## Selection
***

Derivative Instruments
From time to time, we seek to offset our exposure to changing interest rates under our debt financing arrangements by entering into
interest rate hedging contracts. These instruments are designated as cash flow hedges with changes in fair value recorded in other comprehensive income for the effective portion of the hedge.
36
We
have entered into interest rate swap contracts to exchange a fixed rate for the variable rate on our credit facility. These contracts expire between 2015 and 2017. Under these
contracts, we will pay a weighted average fixed rate of 1.76% on a notional amount of $100.0 million through October 2015. Thereafter, through October 2017, we will pay a weighted
average fixed rate of 2.14% on a remaining notional amount of $25 million. As of March 31, 2011, the unrealized gain on these contracts was $3.0 million.
We
also entered into treasury rate lock agreements with a notional value of $100.0 million to hedge an anticipated issuance of fixed-rate debt. These contracts were
settled in February 2011 for a net pre-tax gain of $4.0 million.
Forward Equity Sale Agreement
During 2009, we entered into a forward equity sale agreement with a major securities firm to sell shares of our common stock, and
extended this agreement in April 2011. As of March 31, 2011, no forward equity sales are outstanding. We may sell up to an additional $103.5 million under this agreement.

***

## Extracted information

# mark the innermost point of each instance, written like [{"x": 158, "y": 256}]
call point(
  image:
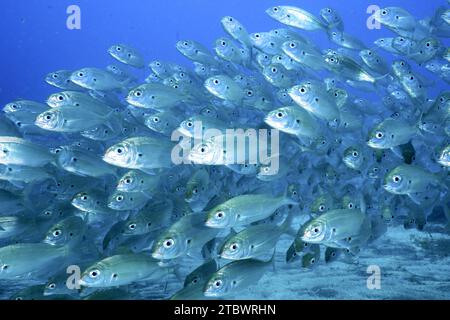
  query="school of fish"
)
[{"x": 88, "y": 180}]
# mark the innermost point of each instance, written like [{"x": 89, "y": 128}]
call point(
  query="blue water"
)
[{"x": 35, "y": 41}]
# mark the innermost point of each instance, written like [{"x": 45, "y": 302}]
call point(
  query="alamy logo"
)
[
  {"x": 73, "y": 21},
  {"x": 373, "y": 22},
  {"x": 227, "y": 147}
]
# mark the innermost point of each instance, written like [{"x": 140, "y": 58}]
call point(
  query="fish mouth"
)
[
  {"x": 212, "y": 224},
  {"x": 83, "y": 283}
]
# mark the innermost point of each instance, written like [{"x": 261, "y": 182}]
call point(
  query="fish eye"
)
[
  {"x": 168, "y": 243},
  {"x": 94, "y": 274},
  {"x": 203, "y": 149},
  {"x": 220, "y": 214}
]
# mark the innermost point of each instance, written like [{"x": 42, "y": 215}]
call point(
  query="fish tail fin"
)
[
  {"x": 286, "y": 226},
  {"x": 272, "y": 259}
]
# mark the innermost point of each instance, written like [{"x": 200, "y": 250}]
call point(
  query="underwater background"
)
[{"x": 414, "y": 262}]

***

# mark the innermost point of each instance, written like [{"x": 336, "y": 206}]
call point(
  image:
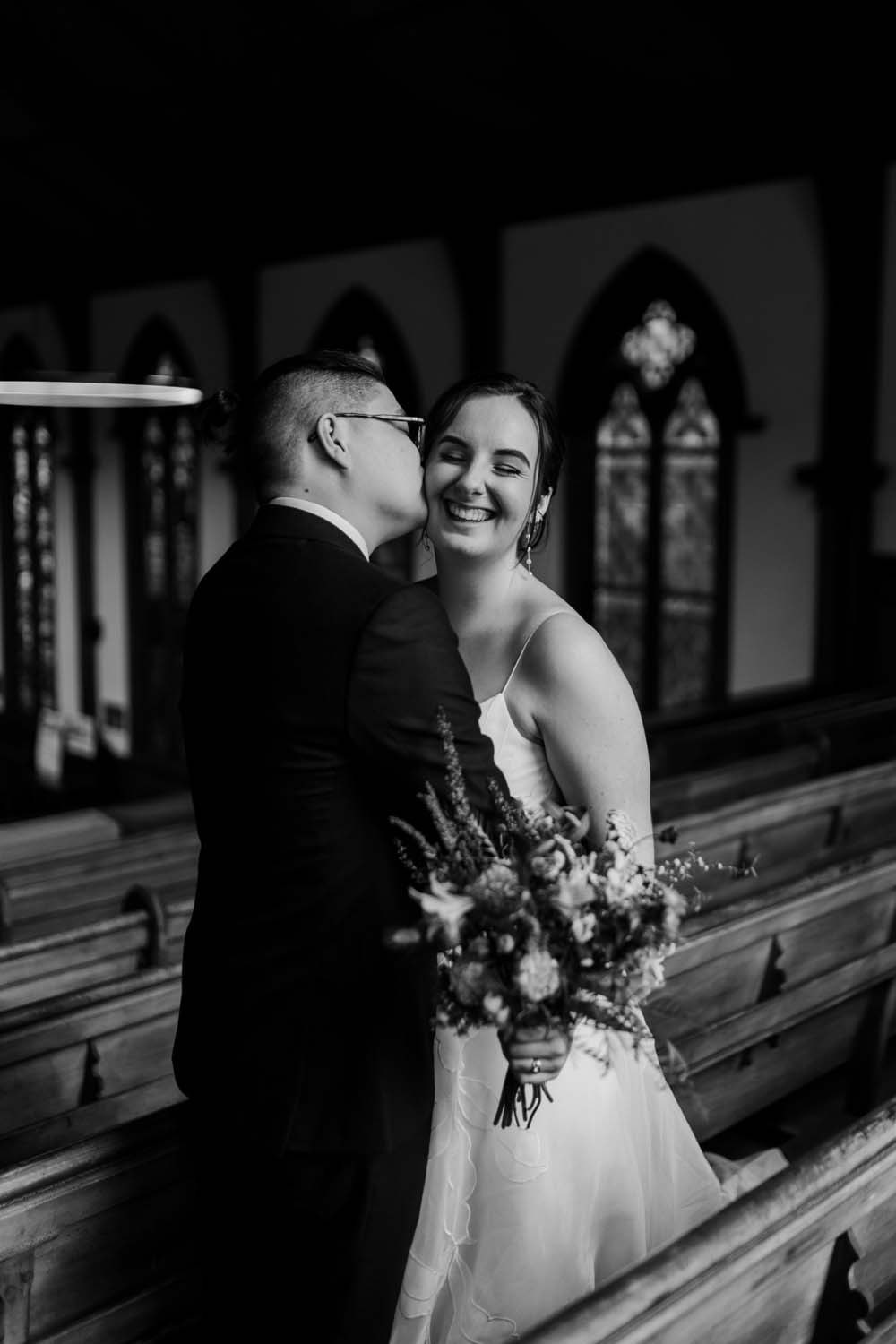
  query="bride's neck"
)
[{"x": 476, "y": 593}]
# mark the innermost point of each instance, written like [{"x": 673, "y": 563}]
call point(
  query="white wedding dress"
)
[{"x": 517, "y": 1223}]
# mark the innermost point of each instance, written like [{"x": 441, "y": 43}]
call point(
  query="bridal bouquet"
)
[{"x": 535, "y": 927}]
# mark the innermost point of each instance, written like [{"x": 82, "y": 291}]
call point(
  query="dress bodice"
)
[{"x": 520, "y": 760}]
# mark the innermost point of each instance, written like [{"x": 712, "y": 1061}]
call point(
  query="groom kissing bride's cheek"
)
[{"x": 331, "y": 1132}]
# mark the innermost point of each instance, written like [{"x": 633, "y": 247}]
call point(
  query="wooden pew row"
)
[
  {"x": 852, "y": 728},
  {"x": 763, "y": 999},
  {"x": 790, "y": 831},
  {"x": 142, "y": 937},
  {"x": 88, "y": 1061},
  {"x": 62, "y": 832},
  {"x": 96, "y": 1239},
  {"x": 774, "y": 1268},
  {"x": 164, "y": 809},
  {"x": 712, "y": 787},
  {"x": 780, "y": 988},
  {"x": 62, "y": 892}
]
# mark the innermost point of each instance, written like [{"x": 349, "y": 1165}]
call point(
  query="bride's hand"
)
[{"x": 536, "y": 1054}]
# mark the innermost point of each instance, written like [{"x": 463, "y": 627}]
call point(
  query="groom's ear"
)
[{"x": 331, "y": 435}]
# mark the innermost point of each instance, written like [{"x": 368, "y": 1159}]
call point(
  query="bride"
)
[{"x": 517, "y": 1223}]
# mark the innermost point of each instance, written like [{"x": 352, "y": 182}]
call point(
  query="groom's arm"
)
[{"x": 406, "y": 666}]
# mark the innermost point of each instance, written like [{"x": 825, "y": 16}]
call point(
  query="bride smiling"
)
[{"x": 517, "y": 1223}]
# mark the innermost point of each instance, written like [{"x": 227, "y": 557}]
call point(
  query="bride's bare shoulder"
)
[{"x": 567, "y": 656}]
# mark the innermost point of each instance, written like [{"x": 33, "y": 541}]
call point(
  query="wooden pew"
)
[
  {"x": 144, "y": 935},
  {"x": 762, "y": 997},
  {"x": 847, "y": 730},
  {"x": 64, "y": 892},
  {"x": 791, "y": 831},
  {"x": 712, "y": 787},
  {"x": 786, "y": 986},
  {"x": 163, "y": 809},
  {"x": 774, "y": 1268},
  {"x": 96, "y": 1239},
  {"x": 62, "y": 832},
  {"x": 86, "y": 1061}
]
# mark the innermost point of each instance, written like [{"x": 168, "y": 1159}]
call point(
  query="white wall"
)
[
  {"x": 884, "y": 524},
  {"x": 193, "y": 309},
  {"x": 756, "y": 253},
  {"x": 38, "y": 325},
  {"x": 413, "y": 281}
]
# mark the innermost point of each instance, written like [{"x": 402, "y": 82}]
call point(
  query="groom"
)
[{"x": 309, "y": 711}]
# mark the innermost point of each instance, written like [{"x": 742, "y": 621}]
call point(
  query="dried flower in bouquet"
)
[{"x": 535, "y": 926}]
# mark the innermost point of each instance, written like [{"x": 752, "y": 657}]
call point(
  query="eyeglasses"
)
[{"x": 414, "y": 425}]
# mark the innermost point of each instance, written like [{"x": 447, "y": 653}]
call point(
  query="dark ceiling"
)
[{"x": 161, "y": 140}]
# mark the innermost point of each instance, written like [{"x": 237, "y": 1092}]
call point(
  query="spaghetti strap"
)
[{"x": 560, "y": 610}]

***

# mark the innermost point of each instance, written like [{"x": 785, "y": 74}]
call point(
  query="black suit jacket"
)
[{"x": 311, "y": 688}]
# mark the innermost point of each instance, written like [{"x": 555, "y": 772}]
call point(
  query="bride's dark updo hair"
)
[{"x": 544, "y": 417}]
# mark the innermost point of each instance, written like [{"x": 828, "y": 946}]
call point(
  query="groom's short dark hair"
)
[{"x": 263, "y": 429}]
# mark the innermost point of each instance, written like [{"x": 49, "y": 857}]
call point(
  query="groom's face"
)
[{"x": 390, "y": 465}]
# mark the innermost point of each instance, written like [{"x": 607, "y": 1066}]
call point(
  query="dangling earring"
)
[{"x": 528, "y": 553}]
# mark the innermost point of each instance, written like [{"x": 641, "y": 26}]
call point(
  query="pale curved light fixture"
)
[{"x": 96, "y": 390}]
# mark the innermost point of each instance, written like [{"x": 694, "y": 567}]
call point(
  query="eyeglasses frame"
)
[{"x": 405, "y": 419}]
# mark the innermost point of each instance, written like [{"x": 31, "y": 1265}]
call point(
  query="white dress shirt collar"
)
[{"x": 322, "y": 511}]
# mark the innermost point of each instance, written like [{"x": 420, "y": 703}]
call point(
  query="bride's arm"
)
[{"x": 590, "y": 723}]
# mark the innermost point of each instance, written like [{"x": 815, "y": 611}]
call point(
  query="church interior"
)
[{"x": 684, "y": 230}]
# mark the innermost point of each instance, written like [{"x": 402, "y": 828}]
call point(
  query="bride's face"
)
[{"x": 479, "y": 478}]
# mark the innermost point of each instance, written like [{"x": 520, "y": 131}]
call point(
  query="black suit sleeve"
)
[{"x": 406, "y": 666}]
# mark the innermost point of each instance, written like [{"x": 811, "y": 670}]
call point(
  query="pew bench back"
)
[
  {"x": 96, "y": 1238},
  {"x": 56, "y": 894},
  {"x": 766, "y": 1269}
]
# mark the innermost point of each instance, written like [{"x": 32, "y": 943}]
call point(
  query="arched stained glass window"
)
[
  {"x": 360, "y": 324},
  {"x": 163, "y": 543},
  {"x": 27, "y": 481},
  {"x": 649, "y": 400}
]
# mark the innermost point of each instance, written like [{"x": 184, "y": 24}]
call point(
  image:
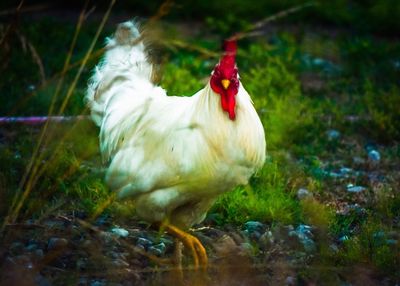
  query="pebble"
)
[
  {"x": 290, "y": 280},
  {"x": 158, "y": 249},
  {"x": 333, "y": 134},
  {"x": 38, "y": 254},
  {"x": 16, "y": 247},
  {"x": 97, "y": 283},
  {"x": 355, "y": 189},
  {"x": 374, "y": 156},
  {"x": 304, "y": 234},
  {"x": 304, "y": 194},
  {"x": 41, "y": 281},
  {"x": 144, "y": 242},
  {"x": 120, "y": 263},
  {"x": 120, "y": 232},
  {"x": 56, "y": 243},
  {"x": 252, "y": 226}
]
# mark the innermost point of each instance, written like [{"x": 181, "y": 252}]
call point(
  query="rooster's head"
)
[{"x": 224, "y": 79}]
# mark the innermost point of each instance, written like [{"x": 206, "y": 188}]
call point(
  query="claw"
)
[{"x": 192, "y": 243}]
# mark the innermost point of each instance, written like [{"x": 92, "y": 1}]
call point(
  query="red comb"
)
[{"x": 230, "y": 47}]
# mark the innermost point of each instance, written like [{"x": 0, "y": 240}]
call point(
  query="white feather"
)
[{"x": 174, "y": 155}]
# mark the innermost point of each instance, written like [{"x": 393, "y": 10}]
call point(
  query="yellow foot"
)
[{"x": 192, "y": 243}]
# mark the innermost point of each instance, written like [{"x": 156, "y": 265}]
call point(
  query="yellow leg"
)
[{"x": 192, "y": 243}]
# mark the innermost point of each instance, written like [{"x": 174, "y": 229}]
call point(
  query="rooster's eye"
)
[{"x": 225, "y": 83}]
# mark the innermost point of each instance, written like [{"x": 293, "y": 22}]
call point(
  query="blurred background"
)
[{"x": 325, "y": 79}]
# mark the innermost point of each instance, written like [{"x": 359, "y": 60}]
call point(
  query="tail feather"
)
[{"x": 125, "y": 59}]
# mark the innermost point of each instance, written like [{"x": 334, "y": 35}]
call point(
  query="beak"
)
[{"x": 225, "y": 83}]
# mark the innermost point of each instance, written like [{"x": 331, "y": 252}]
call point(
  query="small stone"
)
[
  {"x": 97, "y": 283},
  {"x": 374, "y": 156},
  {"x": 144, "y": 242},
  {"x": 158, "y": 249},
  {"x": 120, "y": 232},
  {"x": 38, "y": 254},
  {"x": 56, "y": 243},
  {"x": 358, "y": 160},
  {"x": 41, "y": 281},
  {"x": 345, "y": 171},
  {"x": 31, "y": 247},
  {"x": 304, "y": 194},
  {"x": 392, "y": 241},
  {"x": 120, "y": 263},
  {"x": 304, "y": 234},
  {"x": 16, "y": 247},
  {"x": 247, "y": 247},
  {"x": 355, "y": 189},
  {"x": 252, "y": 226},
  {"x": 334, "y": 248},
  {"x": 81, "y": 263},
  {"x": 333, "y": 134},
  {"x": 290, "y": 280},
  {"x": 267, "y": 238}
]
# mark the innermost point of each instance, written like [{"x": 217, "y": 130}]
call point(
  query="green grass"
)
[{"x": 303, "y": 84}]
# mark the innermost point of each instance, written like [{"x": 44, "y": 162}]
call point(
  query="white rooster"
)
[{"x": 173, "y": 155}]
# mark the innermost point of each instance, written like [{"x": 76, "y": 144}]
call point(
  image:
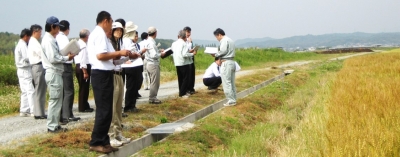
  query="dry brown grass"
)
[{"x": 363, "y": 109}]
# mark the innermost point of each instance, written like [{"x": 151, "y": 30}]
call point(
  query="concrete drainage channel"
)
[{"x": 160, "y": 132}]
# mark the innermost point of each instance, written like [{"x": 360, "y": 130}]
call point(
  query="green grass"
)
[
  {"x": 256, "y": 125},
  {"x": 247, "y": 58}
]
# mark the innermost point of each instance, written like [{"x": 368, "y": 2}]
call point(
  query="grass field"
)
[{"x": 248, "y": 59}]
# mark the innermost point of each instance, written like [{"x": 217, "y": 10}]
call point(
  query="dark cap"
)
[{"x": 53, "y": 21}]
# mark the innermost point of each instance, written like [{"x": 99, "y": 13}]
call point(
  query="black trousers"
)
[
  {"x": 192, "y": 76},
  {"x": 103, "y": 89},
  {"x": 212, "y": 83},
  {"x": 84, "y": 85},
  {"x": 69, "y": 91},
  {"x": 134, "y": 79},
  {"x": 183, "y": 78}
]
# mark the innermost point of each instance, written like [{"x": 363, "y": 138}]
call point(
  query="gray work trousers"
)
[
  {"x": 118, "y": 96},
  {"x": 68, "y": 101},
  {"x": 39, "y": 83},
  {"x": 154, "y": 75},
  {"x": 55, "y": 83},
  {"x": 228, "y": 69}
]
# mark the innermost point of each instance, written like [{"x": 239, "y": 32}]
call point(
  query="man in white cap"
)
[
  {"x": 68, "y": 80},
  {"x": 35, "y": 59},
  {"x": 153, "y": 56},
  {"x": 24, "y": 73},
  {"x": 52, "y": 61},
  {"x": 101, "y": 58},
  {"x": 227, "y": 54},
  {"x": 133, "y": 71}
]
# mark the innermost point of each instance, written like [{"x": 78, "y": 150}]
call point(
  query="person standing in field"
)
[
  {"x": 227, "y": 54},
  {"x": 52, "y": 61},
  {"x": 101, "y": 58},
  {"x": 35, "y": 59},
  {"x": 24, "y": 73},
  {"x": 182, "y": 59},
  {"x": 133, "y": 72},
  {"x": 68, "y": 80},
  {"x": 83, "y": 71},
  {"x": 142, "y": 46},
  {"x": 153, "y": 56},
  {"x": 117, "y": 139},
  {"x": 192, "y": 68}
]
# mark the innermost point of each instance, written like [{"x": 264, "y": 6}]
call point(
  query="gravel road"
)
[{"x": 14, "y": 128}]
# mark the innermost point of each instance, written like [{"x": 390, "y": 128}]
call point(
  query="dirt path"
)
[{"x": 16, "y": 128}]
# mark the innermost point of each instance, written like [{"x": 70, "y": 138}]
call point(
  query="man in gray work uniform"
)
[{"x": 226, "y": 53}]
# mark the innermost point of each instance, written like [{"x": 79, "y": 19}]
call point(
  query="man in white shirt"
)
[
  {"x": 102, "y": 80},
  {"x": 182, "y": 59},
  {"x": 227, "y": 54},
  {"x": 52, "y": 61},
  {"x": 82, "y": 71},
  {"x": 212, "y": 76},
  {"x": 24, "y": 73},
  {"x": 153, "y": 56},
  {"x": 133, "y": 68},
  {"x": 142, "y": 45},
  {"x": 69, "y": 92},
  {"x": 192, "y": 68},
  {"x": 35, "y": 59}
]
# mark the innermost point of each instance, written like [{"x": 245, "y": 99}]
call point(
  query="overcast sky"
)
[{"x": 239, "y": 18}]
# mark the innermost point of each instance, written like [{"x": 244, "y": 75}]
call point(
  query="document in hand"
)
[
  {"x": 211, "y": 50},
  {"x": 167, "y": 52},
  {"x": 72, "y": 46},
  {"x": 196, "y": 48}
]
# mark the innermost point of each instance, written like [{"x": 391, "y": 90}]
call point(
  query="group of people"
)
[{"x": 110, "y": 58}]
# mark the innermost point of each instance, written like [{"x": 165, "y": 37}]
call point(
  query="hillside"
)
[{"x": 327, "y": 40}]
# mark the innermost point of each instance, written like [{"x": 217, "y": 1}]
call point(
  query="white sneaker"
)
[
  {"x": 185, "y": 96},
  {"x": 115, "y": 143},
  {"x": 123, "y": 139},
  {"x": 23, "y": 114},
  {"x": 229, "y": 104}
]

***

## To be done
In the filing excerpt, what net pre-tax gain did the treasury rate lock agreements produce when they were settled in February 2011? Rely only on the filing excerpt, not on the data.

## Full output
$4.0 million.